● Exercise task: Select every line in the rows below that contains the word "boot", and copy each such line in full.

● Supplied records:
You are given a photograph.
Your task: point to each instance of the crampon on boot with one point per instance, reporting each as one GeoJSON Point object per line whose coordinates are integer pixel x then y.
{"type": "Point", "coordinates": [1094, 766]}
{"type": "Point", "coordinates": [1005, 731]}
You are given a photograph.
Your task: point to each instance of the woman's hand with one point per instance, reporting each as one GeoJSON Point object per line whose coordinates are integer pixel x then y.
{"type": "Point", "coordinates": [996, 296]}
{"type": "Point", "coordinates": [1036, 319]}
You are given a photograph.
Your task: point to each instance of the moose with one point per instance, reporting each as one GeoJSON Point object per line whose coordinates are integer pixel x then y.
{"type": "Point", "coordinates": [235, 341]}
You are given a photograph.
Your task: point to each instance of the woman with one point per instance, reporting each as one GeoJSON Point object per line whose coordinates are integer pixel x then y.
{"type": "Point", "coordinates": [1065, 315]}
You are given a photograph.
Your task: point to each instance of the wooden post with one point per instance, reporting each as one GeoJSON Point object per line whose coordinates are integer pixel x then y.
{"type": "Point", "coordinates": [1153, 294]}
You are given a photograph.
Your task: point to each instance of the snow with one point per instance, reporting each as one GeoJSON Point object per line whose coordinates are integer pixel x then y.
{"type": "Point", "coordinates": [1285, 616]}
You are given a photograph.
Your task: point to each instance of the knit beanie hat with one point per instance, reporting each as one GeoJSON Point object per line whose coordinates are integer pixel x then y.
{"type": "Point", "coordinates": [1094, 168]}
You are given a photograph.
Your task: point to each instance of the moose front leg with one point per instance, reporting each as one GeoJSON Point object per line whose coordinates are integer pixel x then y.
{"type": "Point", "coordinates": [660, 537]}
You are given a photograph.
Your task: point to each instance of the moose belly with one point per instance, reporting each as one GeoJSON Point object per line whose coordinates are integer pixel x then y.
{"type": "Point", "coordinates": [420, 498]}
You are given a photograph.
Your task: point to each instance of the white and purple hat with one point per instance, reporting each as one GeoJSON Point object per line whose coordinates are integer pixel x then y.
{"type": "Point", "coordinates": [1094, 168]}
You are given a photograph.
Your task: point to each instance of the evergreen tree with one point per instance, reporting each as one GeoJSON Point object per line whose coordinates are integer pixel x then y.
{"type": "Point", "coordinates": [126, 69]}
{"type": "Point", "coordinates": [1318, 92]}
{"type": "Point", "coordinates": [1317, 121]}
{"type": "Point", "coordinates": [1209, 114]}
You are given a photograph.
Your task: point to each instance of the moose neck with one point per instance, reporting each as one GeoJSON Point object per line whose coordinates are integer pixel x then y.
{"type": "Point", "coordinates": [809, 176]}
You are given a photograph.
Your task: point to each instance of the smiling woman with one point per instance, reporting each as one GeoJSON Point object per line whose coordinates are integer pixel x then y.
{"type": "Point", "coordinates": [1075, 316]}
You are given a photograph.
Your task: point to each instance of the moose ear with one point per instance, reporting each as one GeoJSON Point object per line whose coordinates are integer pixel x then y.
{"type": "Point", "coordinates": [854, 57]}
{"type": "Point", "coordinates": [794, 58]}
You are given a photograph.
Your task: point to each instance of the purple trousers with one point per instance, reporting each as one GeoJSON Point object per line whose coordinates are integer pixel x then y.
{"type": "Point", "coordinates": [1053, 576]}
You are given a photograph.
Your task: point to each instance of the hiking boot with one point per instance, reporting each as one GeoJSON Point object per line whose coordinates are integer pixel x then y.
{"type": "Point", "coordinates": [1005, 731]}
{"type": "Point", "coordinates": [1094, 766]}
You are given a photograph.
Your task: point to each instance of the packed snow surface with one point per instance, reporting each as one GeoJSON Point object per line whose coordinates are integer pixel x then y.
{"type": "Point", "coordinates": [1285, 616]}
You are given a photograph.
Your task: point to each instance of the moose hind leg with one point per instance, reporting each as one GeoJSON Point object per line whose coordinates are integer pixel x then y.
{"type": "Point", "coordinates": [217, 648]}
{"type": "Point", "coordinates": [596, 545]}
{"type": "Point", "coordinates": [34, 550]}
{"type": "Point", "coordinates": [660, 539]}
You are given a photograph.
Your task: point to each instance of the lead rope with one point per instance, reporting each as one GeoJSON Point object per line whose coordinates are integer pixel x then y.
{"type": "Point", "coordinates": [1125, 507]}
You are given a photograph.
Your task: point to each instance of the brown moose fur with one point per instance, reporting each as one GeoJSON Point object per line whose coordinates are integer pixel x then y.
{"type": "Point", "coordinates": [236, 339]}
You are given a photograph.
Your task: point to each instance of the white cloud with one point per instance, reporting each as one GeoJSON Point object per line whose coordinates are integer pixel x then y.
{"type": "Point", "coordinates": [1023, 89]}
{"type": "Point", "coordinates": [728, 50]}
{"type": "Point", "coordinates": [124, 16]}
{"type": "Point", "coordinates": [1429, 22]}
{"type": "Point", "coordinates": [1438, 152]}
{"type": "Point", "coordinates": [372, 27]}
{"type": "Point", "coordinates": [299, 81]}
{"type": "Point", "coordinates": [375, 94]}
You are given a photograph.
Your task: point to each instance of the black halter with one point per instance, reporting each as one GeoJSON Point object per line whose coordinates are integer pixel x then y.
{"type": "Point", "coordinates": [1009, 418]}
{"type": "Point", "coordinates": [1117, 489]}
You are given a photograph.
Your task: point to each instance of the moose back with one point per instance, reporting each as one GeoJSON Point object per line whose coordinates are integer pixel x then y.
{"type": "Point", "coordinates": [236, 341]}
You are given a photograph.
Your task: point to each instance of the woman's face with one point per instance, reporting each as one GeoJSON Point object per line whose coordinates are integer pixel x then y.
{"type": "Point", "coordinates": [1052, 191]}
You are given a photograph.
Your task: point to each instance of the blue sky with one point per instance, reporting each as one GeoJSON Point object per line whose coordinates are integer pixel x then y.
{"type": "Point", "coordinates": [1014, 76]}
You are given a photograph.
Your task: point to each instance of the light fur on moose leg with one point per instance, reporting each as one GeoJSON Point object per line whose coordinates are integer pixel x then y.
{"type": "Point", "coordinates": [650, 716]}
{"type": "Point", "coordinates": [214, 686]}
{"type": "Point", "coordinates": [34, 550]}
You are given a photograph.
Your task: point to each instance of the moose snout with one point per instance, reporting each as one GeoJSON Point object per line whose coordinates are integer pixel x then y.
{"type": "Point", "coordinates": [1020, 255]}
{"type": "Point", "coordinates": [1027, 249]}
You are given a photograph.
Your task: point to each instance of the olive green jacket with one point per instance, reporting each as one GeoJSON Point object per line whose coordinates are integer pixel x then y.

● Task answer:
Your task: point to each instance of the crampon on boot with one point per instance, reporting each as one GeoJSON Point object per line whose coordinates are integer pixel x then y.
Your task: point to each instance of the hiking boot with one point per instance, reporting each as one GeoJSON Point object per line whose coordinates are integer pixel x then y.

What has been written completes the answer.